Task to carry out:
From the listing below, copy each line that holds "wooden".

Record excerpts:

+--

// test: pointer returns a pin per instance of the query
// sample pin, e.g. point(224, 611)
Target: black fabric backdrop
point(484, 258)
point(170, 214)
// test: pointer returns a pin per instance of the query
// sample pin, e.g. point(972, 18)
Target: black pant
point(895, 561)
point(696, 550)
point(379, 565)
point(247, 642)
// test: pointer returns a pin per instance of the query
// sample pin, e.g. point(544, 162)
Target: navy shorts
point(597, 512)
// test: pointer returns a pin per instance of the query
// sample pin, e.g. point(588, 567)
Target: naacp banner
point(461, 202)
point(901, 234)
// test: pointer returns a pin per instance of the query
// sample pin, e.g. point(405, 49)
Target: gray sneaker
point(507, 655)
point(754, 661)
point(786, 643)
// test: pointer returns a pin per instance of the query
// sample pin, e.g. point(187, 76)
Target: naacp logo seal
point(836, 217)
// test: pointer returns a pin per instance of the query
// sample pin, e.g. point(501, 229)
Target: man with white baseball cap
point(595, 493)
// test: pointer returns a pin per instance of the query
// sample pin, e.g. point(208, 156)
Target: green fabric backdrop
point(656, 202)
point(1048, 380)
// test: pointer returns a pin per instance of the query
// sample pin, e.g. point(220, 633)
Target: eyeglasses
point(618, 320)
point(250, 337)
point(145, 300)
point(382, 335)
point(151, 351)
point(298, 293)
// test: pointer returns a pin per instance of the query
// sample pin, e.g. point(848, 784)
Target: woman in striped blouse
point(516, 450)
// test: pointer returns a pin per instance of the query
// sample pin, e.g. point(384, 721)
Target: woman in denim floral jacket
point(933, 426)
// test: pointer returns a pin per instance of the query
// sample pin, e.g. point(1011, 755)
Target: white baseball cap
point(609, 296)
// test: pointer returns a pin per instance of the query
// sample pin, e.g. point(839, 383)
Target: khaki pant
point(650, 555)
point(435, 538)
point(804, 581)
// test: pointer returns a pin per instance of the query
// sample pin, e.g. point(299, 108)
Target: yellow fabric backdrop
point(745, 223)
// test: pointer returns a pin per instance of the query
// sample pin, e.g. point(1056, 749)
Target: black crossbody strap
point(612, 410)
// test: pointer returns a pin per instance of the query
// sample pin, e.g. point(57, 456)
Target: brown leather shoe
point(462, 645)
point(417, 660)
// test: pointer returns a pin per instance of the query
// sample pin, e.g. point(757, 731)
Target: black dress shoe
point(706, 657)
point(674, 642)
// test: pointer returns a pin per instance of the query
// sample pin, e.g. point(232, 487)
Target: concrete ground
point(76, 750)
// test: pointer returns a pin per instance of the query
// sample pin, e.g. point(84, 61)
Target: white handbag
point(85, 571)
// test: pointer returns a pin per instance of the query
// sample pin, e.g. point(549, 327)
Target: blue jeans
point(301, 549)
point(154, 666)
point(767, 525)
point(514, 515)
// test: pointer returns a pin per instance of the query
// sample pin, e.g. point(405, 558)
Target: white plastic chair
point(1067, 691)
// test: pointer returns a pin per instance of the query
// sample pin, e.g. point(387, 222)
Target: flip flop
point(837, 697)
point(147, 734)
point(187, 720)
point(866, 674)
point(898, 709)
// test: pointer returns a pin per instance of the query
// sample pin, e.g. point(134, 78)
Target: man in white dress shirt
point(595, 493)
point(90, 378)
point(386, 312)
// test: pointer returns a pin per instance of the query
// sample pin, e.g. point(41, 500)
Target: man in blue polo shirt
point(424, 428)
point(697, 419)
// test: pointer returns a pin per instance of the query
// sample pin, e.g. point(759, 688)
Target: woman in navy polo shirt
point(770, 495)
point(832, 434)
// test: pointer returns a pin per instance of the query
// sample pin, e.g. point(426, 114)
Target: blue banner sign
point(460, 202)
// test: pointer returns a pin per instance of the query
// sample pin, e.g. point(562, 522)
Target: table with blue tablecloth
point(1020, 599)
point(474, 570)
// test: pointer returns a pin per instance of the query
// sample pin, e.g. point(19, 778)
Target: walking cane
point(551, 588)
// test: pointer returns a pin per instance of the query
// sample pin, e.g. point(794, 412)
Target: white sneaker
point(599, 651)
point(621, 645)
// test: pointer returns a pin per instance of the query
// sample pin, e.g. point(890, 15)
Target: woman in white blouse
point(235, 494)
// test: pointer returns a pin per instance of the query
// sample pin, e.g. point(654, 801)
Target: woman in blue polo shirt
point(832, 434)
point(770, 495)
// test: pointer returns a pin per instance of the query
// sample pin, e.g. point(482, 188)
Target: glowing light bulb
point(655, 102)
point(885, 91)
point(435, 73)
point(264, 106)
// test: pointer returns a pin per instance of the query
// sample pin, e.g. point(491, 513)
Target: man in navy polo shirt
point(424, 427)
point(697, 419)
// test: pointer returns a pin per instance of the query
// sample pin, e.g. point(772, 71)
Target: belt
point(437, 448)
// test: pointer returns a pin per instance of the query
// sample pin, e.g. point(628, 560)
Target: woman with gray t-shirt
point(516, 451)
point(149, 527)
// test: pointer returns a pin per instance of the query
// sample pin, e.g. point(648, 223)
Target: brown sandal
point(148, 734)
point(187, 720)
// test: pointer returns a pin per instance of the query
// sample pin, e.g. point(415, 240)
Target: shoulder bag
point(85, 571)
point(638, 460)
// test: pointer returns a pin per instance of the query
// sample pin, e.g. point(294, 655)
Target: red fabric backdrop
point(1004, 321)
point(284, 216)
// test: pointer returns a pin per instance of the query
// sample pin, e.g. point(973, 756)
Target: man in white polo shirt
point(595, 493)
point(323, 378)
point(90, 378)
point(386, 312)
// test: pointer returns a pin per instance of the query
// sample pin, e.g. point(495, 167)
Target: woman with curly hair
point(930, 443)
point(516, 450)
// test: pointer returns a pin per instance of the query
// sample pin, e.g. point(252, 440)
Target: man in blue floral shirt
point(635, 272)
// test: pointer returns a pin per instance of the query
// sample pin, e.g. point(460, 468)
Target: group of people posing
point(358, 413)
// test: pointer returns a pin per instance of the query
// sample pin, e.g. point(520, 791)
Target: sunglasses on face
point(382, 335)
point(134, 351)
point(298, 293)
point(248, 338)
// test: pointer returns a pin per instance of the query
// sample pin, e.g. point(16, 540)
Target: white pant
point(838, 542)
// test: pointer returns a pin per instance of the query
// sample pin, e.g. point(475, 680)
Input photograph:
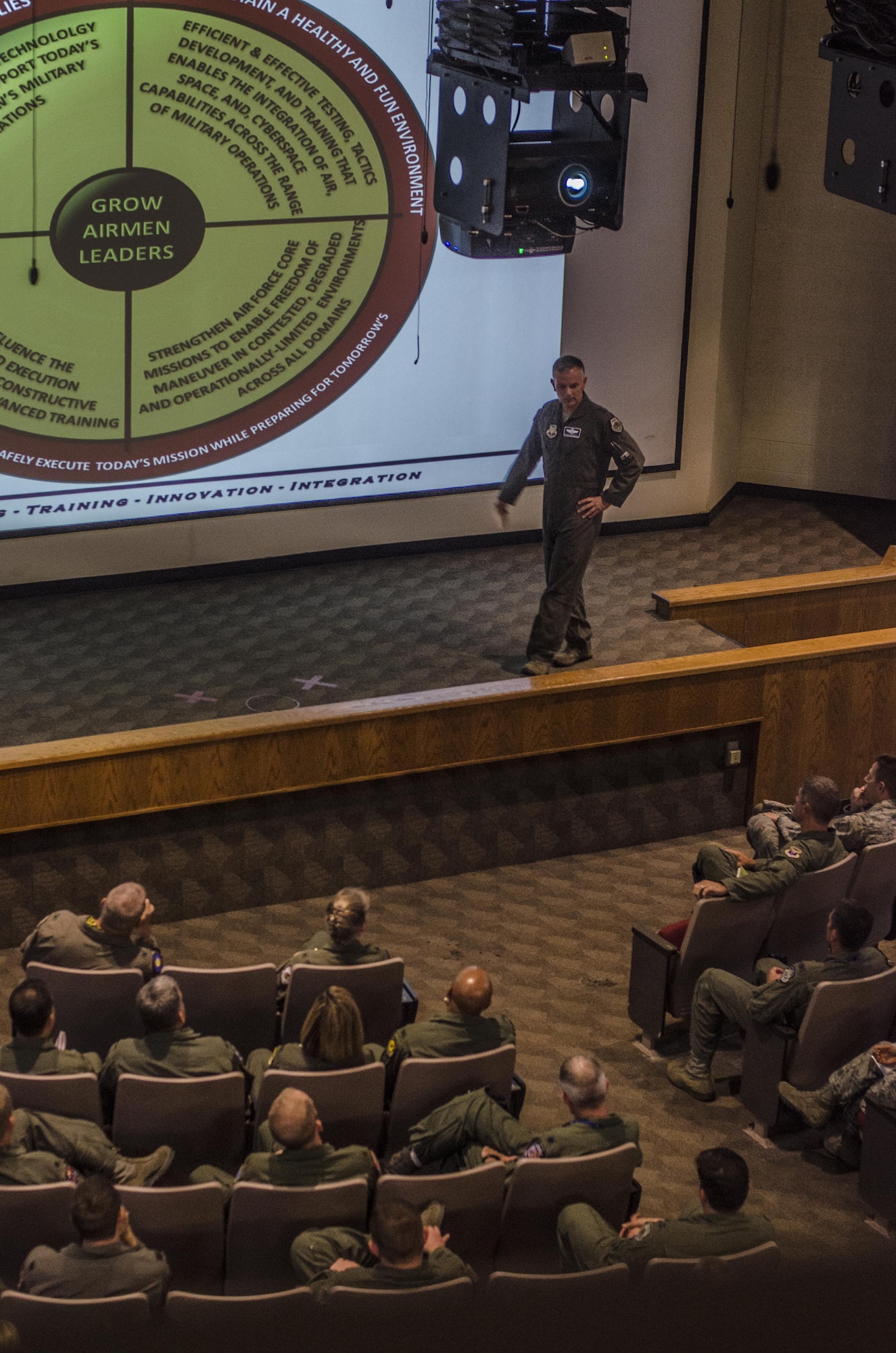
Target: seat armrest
point(410, 1003)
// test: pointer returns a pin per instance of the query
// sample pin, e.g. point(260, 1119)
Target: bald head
point(293, 1120)
point(122, 909)
point(470, 994)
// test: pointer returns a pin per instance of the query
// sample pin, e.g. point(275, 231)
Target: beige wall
point(820, 381)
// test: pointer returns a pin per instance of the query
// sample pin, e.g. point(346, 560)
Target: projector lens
point(575, 186)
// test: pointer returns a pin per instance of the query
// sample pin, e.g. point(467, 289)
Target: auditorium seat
point(94, 1007)
point(74, 1097)
point(268, 1321)
point(350, 1103)
point(873, 886)
point(187, 1224)
point(539, 1190)
point(842, 1021)
point(424, 1083)
point(801, 913)
point(266, 1218)
point(235, 1003)
point(375, 987)
point(720, 934)
point(33, 1214)
point(433, 1318)
point(473, 1203)
point(202, 1118)
point(102, 1325)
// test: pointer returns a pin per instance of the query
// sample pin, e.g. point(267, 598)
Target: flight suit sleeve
point(523, 466)
point(628, 459)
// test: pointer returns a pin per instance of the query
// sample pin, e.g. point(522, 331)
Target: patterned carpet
point(112, 661)
point(557, 938)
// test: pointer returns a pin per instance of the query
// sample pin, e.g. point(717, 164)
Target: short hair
point(293, 1118)
point(822, 798)
point(159, 1005)
point(853, 925)
point(724, 1179)
point(567, 363)
point(124, 907)
point(95, 1209)
point(398, 1231)
point(30, 1007)
point(584, 1082)
point(887, 772)
point(346, 914)
point(333, 1030)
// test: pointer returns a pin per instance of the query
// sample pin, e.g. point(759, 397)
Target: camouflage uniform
point(48, 1148)
point(41, 1057)
point(83, 1272)
point(313, 1252)
point(857, 827)
point(807, 853)
point(577, 455)
point(178, 1053)
point(720, 996)
point(588, 1243)
point(447, 1034)
point(451, 1139)
point(70, 941)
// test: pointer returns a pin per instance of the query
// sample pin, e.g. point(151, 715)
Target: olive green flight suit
point(451, 1139)
point(313, 1252)
point(588, 1243)
point(178, 1053)
point(41, 1057)
point(447, 1034)
point(803, 856)
point(70, 941)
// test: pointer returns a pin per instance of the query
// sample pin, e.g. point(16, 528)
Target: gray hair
point(159, 1005)
point(584, 1082)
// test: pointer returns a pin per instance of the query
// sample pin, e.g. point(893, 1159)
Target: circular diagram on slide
point(225, 209)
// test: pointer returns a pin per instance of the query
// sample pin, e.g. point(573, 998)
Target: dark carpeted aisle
point(557, 940)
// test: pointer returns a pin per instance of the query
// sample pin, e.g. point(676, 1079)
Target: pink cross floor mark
point(310, 683)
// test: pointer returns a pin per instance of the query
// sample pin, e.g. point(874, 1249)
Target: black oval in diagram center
point(128, 229)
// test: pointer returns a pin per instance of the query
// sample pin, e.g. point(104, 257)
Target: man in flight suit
point(575, 440)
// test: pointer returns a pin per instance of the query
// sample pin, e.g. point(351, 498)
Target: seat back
point(874, 887)
point(235, 1003)
point(375, 987)
point(72, 1097)
point(842, 1021)
point(202, 1117)
point(424, 1083)
point(801, 913)
point(33, 1214)
point(212, 1324)
point(720, 934)
point(473, 1203)
point(266, 1218)
point(350, 1103)
point(95, 1007)
point(187, 1225)
point(539, 1190)
point(108, 1324)
point(435, 1318)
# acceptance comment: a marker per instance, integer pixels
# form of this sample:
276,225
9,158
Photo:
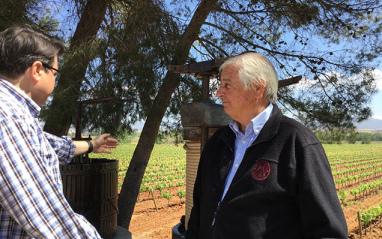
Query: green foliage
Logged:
366,139
342,196
366,216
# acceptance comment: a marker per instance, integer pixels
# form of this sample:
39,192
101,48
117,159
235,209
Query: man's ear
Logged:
36,71
259,91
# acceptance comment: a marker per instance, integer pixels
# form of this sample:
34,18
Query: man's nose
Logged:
219,92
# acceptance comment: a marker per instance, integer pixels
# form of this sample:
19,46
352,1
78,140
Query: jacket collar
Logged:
270,129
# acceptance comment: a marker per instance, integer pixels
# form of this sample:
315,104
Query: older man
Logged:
32,203
265,175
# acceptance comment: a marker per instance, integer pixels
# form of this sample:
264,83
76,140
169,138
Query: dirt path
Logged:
147,223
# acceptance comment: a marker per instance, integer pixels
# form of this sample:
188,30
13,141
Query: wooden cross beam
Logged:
209,69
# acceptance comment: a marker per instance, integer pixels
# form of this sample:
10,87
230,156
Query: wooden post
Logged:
359,224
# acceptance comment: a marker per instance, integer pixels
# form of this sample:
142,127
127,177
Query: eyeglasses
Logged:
58,73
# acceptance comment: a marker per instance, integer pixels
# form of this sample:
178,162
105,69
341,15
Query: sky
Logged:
376,103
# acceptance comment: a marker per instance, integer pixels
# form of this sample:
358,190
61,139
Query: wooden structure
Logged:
200,120
91,185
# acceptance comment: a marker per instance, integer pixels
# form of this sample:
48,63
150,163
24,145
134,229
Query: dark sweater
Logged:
282,189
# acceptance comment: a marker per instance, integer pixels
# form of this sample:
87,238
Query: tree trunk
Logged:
141,156
65,96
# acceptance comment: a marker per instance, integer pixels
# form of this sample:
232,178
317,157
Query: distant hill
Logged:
370,124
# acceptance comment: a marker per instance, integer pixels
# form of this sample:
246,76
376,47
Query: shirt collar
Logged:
21,97
256,123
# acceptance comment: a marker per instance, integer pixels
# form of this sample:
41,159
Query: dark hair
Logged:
20,46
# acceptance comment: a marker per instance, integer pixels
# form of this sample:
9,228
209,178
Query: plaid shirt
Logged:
32,203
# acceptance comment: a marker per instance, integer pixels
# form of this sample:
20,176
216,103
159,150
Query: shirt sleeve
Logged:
30,193
63,146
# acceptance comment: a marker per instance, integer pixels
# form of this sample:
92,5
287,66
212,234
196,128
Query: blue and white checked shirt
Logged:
243,141
32,203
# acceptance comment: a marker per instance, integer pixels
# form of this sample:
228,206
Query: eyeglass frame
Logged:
59,73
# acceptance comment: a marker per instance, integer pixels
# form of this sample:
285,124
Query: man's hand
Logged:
103,142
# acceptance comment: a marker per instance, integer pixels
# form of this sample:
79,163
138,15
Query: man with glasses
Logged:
32,203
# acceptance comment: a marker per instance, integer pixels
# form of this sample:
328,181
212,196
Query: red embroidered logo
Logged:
261,170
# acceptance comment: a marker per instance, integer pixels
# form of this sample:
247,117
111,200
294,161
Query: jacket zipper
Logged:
215,214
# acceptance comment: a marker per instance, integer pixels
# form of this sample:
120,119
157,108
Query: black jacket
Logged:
282,189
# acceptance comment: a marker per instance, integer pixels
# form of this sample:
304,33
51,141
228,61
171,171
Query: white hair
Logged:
255,68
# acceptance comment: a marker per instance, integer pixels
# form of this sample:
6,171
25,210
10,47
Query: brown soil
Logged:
149,223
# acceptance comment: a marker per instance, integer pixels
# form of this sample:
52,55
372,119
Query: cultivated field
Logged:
357,172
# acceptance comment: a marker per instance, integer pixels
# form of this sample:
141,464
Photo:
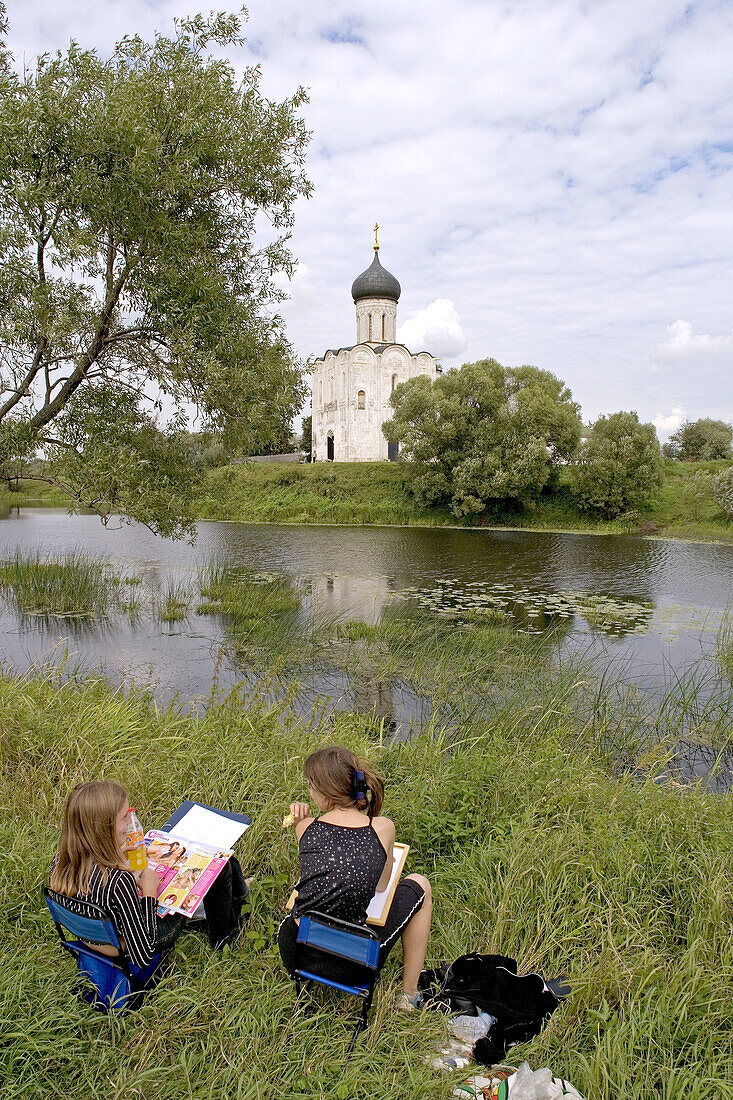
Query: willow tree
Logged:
145,206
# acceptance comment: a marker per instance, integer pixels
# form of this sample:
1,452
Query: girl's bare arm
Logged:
384,829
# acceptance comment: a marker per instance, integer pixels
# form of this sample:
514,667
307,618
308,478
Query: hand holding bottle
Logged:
149,882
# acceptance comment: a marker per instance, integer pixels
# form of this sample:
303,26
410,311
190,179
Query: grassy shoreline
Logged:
533,848
376,494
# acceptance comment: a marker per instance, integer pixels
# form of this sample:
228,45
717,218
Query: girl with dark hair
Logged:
90,867
346,857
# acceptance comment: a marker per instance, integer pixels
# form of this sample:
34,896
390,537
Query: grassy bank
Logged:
378,493
533,848
25,492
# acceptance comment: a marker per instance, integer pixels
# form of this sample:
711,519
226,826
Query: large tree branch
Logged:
94,505
51,408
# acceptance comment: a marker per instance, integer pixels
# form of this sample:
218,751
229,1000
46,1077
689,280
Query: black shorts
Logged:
407,900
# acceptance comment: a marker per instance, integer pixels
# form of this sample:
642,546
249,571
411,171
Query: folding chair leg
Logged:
360,1026
362,1022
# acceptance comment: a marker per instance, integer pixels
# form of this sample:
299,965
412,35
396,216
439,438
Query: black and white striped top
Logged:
133,916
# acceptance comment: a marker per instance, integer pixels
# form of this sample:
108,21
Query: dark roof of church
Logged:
375,348
375,283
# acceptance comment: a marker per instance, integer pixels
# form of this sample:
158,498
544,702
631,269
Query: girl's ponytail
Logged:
345,780
368,789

+--

Exercise output:
Query: wooden cross beam
Query: wooden post
Query: wooden structure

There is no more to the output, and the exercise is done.